● **PASSAGE EXTRAIT**:
——————

Pris isolément, chacun de ces griefs aurait déjà pu nourrir un doute sur l’exécution loyale du contrat. Pris ensemble, ils caractérisent un manquement global à l’obligation de bonne foi, principe cardinal en matière contractuelle. La Cour rappelle à cet égard que les conventions doivent être exécutées de bonne foi, et que le franchiseur, en tant que tête de réseau, porte une responsabilité particulière dans la coordination et l’animation de son réseau.
Cette analyse démontre que la validité formelle d’une clause ne suffit pas : encore faut-il que son exécution concrète soit cohérente avec l’économie générale du contrat. En l’espèce, la contradiction entre l’interdiction imposée aux franchisés et les choix stratégiques du franchiseur, combinée à l’insuffisance de l’accompagnement, traduisait une rupture de l’équilibre contractuel. C’est sur ce fondement que la résiliation a été prononcée à ses torts.
Cet arrêt fournit une illustration significative de deux points. Sur le plan du droit de la concurrence, seules les restrictions strictement nécessaires à la protection du savoir-faire et de l’identité du réseau échappent à la nullité, tandis que les clauses trop larges ou injustifiées sont annulées. Sur le terrain contractuel, le franchiseur ne peut se contenter d’un rôle formel : il doit exécuter ses obligations de manière loyale, assurer un accompagnement réel et une stratégie cohérente. Faute de quoi, la sanction peut aller jusqu’à la résiliation du contrat à ses torts exclusifs.

——————

(Entrées de données enregistrées)

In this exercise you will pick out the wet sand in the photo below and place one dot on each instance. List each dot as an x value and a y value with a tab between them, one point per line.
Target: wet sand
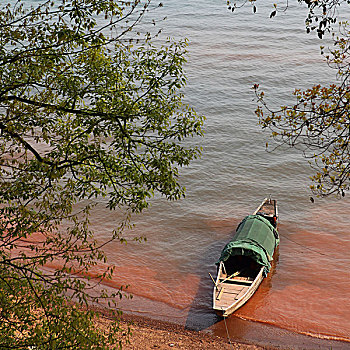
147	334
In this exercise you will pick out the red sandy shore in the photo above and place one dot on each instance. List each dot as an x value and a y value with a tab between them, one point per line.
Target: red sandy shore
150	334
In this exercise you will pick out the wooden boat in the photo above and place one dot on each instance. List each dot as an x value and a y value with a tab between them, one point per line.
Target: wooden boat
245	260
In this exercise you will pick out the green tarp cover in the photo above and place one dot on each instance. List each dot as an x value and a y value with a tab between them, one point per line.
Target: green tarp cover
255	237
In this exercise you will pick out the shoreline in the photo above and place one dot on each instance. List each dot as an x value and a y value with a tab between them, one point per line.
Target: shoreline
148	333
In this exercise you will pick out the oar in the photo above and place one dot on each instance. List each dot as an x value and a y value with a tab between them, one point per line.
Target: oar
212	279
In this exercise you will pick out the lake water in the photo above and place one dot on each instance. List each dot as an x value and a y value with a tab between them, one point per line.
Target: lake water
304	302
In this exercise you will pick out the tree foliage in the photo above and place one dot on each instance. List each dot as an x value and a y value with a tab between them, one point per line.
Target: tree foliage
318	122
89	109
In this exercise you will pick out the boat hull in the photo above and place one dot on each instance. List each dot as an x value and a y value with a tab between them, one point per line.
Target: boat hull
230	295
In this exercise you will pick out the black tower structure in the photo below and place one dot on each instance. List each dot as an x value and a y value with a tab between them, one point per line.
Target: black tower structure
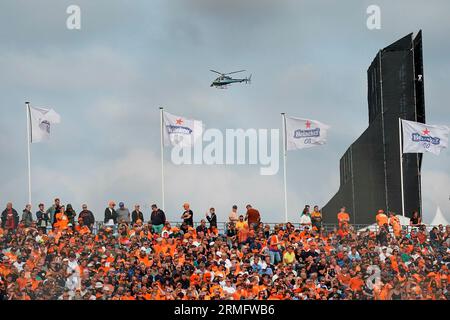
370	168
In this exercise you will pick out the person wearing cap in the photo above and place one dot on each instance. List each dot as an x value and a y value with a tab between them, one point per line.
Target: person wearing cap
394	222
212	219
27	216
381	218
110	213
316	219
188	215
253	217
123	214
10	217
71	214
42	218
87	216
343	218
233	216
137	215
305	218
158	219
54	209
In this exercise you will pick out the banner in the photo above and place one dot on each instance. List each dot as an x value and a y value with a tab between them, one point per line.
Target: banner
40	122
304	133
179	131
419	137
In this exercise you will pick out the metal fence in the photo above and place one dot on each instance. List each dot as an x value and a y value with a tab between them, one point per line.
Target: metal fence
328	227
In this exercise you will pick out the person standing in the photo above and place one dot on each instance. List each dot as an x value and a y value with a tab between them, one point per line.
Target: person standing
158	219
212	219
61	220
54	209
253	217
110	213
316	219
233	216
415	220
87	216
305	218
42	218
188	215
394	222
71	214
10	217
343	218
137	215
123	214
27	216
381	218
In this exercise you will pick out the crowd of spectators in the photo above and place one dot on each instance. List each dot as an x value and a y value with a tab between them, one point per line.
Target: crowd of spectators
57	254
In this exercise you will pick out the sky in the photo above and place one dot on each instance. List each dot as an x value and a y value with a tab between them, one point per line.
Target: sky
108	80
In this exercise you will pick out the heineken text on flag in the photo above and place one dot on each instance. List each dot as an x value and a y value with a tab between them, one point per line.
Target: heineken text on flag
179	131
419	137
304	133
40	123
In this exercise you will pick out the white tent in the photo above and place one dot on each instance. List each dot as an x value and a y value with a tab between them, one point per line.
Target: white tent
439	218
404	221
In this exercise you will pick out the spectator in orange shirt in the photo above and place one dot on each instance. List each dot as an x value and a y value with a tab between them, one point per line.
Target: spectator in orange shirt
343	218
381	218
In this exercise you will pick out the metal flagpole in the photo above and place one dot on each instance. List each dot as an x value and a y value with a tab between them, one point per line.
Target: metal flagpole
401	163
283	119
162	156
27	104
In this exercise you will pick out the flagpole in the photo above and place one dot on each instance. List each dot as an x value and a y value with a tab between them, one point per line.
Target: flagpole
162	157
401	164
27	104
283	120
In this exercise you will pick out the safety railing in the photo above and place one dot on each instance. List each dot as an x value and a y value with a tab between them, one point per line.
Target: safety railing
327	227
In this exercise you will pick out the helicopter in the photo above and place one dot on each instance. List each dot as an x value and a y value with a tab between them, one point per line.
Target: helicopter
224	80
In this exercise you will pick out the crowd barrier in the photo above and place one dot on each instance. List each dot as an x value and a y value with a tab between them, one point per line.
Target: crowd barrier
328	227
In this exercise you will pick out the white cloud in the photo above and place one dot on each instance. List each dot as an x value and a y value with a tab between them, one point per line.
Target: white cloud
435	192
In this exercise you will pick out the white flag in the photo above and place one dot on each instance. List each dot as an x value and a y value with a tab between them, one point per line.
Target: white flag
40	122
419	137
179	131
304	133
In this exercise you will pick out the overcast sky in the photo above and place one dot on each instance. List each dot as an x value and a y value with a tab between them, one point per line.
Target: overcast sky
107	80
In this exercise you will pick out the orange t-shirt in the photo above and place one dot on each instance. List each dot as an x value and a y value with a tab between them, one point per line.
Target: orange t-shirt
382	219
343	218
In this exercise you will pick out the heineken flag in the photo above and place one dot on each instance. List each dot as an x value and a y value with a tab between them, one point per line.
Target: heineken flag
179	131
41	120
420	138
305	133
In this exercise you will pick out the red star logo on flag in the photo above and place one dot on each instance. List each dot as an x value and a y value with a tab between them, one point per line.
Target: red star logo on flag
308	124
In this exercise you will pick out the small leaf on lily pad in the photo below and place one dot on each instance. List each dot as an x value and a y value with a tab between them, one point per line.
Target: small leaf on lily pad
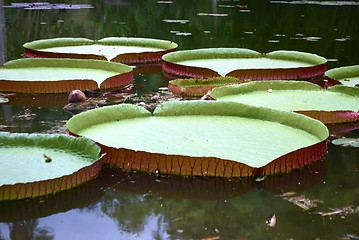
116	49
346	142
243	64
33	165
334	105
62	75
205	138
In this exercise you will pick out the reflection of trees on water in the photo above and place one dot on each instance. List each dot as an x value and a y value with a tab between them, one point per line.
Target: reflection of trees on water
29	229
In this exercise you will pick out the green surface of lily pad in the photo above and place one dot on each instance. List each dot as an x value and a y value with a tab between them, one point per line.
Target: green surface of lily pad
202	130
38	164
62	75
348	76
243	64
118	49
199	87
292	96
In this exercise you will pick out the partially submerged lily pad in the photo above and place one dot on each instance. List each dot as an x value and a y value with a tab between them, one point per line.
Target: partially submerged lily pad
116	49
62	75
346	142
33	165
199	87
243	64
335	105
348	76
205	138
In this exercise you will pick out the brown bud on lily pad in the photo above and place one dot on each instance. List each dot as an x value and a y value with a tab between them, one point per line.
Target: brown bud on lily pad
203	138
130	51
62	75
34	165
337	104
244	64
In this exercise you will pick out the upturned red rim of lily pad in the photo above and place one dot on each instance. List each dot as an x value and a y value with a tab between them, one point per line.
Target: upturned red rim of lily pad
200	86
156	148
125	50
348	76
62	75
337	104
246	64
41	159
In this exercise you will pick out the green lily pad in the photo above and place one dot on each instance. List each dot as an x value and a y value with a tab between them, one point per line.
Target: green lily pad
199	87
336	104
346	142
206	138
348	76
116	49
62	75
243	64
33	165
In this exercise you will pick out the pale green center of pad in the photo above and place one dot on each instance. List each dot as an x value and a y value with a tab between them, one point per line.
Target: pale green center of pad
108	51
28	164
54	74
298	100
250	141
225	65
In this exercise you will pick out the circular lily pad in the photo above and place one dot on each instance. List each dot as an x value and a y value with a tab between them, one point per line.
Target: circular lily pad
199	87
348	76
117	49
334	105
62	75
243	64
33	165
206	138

——————

● **VOTRE OBJECTIF**:
Veuillez recopier mot pour mot le passage sur la franchise, depuis « Cet arrêt fournit » jusqu'à « ses torts exclusifs. » inclus. Les enregistrements ne jouent ici aucun rôle.

● **RÉPONSE ÉCRITE**:
Cet arrêt fournit une illustration significative de deux points. Sur le plan du droit de la concurrence, seules les restrictions strictement nécessaires à la protection du savoir-faire et de l’identité du réseau échappent à la nullité, tandis que les clauses trop larges ou injustifiées sont annulées. Sur le terrain contractuel, le franchiseur ne peut se contenter d’un rôle formel : il doit exécuter ses obligations de manière loyale, assurer un accompagnement réel et une stratégie cohérente. Faute de quoi, la sanction peut aller jusqu’à la résiliation du contrat à ses torts exclusifs.